**TO DO**
All the data should be transcribed exactly, with every line kept.

**EXERCISE MATERIALS**
-*-

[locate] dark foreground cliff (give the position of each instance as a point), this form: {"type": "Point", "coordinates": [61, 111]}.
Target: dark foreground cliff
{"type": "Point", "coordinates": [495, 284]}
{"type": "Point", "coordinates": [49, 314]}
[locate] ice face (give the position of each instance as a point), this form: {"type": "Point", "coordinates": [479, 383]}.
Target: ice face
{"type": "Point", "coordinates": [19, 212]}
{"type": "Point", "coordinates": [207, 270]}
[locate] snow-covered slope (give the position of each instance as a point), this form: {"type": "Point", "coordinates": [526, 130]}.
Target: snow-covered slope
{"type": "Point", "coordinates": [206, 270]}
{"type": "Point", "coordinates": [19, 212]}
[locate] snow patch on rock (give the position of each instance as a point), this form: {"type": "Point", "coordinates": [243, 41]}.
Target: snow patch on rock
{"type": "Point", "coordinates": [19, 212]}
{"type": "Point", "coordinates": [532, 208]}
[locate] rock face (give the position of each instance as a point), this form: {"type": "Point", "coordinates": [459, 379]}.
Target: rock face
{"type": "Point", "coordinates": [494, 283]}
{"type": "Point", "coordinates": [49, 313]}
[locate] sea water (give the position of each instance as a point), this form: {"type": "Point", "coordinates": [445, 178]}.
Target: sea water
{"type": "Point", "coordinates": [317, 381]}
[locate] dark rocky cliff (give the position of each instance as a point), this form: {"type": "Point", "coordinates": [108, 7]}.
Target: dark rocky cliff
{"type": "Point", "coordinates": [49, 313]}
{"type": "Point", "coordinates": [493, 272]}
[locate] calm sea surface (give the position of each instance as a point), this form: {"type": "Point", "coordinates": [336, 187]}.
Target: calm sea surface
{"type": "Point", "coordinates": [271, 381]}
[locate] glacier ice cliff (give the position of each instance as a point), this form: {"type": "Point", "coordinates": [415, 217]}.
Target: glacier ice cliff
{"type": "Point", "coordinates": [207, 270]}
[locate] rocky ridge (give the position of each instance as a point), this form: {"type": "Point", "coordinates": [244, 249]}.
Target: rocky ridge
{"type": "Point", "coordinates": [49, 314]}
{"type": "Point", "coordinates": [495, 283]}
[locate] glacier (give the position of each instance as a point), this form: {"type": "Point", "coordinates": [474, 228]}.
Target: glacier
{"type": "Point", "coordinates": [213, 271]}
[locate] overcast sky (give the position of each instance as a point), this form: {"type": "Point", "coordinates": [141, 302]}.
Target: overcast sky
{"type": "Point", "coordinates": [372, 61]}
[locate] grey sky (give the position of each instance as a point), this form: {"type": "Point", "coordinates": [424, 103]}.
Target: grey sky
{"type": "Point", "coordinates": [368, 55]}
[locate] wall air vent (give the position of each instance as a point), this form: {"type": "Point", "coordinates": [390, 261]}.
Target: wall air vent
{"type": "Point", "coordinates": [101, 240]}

-*-

**SOLUTION**
[locate] dark foreground cliff (give the position of each instance as a point), this form: {"type": "Point", "coordinates": [61, 111]}.
Target: dark foreground cliff
{"type": "Point", "coordinates": [495, 284]}
{"type": "Point", "coordinates": [49, 314]}
[locate] ice face (give the position of each instance as a point), this form: {"type": "Point", "coordinates": [479, 383]}.
Target: ice face
{"type": "Point", "coordinates": [19, 212]}
{"type": "Point", "coordinates": [207, 270]}
[locate] snow-covered slope (give the position of each instance as a point), this form: {"type": "Point", "coordinates": [526, 130]}.
Target: snow-covered slope
{"type": "Point", "coordinates": [206, 270]}
{"type": "Point", "coordinates": [19, 212]}
[locate] snow patch on rock (give the position of each instance as a point), this form: {"type": "Point", "coordinates": [243, 41]}.
Target: snow patch on rock
{"type": "Point", "coordinates": [19, 212]}
{"type": "Point", "coordinates": [532, 208]}
[locate] rock face (give the position of each instance as a point), this form: {"type": "Point", "coordinates": [459, 379]}.
Target: rock face
{"type": "Point", "coordinates": [494, 283]}
{"type": "Point", "coordinates": [49, 313]}
[locate] sea water (give the position of each instance as a point), this form: {"type": "Point", "coordinates": [445, 178]}.
Target: sea water
{"type": "Point", "coordinates": [317, 381]}
[locate] dark rocky cliff (give the position of each instance as a point), this form: {"type": "Point", "coordinates": [108, 7]}.
Target: dark rocky cliff
{"type": "Point", "coordinates": [49, 313]}
{"type": "Point", "coordinates": [493, 272]}
[locate] calm sea surface (give the position of each instance as a point), this form: {"type": "Point", "coordinates": [336, 187]}.
Target: calm sea surface
{"type": "Point", "coordinates": [271, 381]}
[locate] glacier ice cliff (give the position of each instance as a point), this form: {"type": "Point", "coordinates": [415, 217]}.
Target: glacier ice cliff
{"type": "Point", "coordinates": [207, 270]}
[locate] rocky ridge (give the position of each instance as a point), this form: {"type": "Point", "coordinates": [244, 249]}.
Target: rocky ridge
{"type": "Point", "coordinates": [49, 314]}
{"type": "Point", "coordinates": [495, 283]}
[locate] glacier (give the position of each instance as a point), this form: {"type": "Point", "coordinates": [474, 228]}.
Target: glacier
{"type": "Point", "coordinates": [213, 271]}
[locate] overcast sky (give the position of each instance as a point), this form: {"type": "Point", "coordinates": [141, 302]}.
Target: overcast sky
{"type": "Point", "coordinates": [372, 61]}
[locate] grey sky (give the position of each instance as a point), this form: {"type": "Point", "coordinates": [424, 103]}.
Target: grey sky
{"type": "Point", "coordinates": [368, 55]}
[locate] wall air vent (give the position of each instance as a point), this form: {"type": "Point", "coordinates": [390, 261]}.
Target: wall air vent
{"type": "Point", "coordinates": [101, 240]}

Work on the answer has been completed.